##### DATA TO USE #####

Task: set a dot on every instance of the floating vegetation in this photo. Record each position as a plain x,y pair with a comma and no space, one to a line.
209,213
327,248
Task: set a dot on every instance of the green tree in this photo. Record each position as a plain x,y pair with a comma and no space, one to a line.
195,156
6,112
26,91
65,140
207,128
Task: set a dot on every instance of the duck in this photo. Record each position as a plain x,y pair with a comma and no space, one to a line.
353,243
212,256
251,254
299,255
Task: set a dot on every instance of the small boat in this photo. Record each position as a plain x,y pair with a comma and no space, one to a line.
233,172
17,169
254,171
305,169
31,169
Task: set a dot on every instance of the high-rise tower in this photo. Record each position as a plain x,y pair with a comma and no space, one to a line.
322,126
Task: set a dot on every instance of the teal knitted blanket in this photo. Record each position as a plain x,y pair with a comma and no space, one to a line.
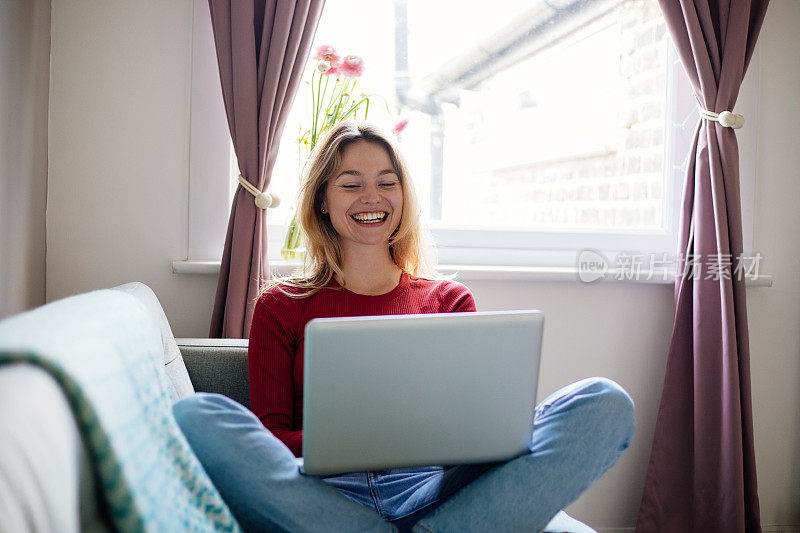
105,352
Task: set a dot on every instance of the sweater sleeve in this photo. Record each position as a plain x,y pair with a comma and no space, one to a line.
456,298
270,359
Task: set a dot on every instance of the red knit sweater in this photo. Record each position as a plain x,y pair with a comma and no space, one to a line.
275,354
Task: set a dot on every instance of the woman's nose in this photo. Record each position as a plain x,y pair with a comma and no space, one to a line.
371,194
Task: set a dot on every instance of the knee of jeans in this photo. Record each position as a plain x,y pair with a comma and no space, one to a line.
617,406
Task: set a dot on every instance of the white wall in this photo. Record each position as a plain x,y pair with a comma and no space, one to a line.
118,185
24,66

#####

• INSTRUCTIONS TO FOLLOW
Print from the line containing "Task: set a dot on every instance of the sweater" to the last line above, exactly as written.

• REPLY
Task: set a dot on every instance of the sweater sleeve in this photo. Record each position as a plain x,y pair with a comma and no space, one to a line.
456,298
270,359
Task: set a dot on every instance of the red knit sweater in this photo. Record each position as a plain x,y pair with a comma and no space, one to a line.
275,354
Task: set a dot on every instance of the woman's nose in this photo. Record each position as a plain x,y pair with a comma and no space, one to a line.
371,194
Task: set a dot on every instance of the knee of jeans in this photo. Record each position as a plain x,y pair with a comma and no space, one to a line.
617,406
Task: set a dot on every instance of the white wall in this photo. Record each position as a plain x,y pair with a comma and no space, one to a line.
118,185
24,66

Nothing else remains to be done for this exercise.